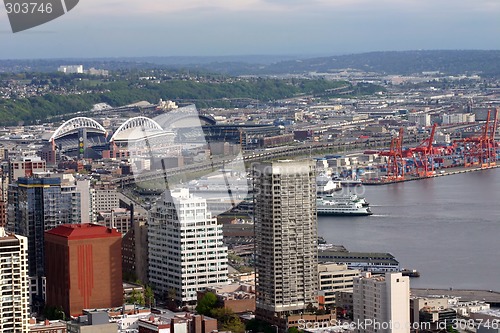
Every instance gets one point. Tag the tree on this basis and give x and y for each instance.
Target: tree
(149, 295)
(206, 304)
(227, 320)
(136, 297)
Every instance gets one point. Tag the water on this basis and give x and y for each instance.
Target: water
(448, 228)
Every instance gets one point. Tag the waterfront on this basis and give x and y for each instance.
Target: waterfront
(448, 228)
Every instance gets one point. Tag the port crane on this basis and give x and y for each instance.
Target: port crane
(395, 162)
(481, 150)
(423, 155)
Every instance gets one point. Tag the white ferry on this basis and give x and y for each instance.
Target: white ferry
(342, 206)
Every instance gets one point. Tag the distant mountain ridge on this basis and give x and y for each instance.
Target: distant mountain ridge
(401, 62)
(486, 62)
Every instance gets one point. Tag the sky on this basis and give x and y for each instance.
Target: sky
(126, 28)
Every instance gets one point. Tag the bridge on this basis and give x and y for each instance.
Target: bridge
(257, 156)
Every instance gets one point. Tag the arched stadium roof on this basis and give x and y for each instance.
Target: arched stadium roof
(137, 122)
(75, 124)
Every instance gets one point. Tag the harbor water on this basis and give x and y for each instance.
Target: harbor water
(447, 228)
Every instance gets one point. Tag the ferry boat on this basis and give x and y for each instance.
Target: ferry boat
(349, 197)
(344, 207)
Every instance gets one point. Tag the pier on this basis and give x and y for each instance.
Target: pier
(441, 173)
(466, 295)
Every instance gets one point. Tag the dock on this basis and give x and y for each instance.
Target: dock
(489, 296)
(447, 172)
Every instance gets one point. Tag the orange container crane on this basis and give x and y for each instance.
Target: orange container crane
(423, 155)
(395, 163)
(481, 150)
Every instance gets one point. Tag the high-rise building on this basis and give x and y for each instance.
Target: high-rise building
(37, 205)
(14, 299)
(186, 252)
(285, 238)
(135, 252)
(382, 303)
(83, 267)
(104, 198)
(26, 167)
(334, 278)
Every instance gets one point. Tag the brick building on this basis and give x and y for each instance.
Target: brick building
(83, 267)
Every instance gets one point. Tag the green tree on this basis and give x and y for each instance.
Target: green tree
(149, 295)
(136, 297)
(206, 304)
(227, 320)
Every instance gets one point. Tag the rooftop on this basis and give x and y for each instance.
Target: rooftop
(83, 231)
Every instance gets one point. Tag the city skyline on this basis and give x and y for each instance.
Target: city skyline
(147, 28)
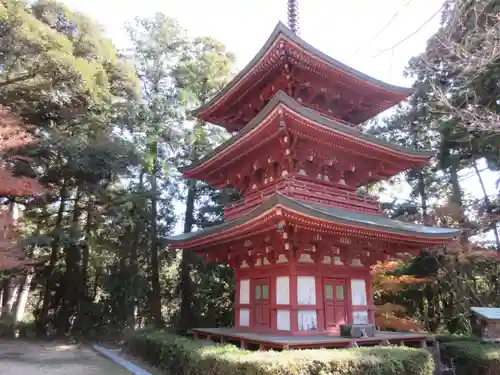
○ ○ ○ ○ ○ ○ ○
### Instructions to follow
Rewrite all of the lines above with "Tag" replaced by "Mark" and nothing else changed. Leave the pictures out of your answer.

### Output of the task
Every instance gets one point. Mark the tree on this basis and give x and y for each instance.
Target: tree
(149, 295)
(206, 304)
(227, 320)
(136, 297)
Every instance gets one point. Mark the water on this basis and give x and y for each instance.
Target: water
(448, 228)
Every instance gets one point. Mark the waterfront on this basis and give x and y for each instance.
Target: waterfront
(448, 228)
Every instance gets one point. Mark the port crane on this basis and give x and y for each instance.
Target: port crane
(395, 162)
(481, 150)
(423, 155)
Every instance gets one point. Mark the white ferry on this basis and give x and y for each instance.
Target: white ferry
(342, 206)
Every instance gets one point. Mark the distant mountain ridge on this basis and give x and y for each instance.
Target: distant mountain ridge
(401, 62)
(486, 62)
Every instance gets one point. Mark the sky on this basis and give x and y for each instance.
Target: sky
(126, 28)
Every instance gets one point. Mark the bridge on this basis and give x and y for each instance.
Target: bridge
(257, 156)
Every instance gets one point. Mark the arched stadium roof on this basis and give x and y for each instance.
Target: arched stadium roof
(137, 122)
(75, 124)
Every instance gets one point. Mark the harbor water on this basis and give x and y for each instance.
Target: harbor water
(447, 228)
Every instance gets one point. Mark the ferry boat on this basis and give x and y for each instance.
Target: ferry boat
(349, 197)
(344, 207)
Every instance gets one point. Mark the pier on this basis and give x and y for each instance.
Target: pier
(441, 173)
(466, 295)
Every instance gets one point. Mark the dock on this basis and give x and y for each instance.
Target: dock
(489, 296)
(447, 172)
Every instance gets one point. Mark the orange container crane on this basis and give x and y for each instance.
Target: orange container crane
(423, 155)
(395, 163)
(481, 150)
Every instance gets one point. Mark the high-rise building on this basis and give x and y for each instance.
Target: high-rise building
(37, 205)
(14, 299)
(186, 252)
(285, 238)
(135, 252)
(382, 303)
(83, 267)
(104, 198)
(26, 167)
(334, 278)
Every instance gets one point. Mark the brick building on this basis and give x and y for each instance.
Target: brick building
(83, 267)
Every instance gets one point. Mark the green tree on this basis and give x and y for each instance.
Target: green tree
(149, 295)
(136, 297)
(206, 304)
(227, 320)
Every instance gets one point. Mark the rooftop on this basis and give x and y for each instance.
Target: rooftop
(83, 231)
Every instance gets one point. Mark the city skyline on this basis and give x and y for each instance.
Target: city skyline
(147, 28)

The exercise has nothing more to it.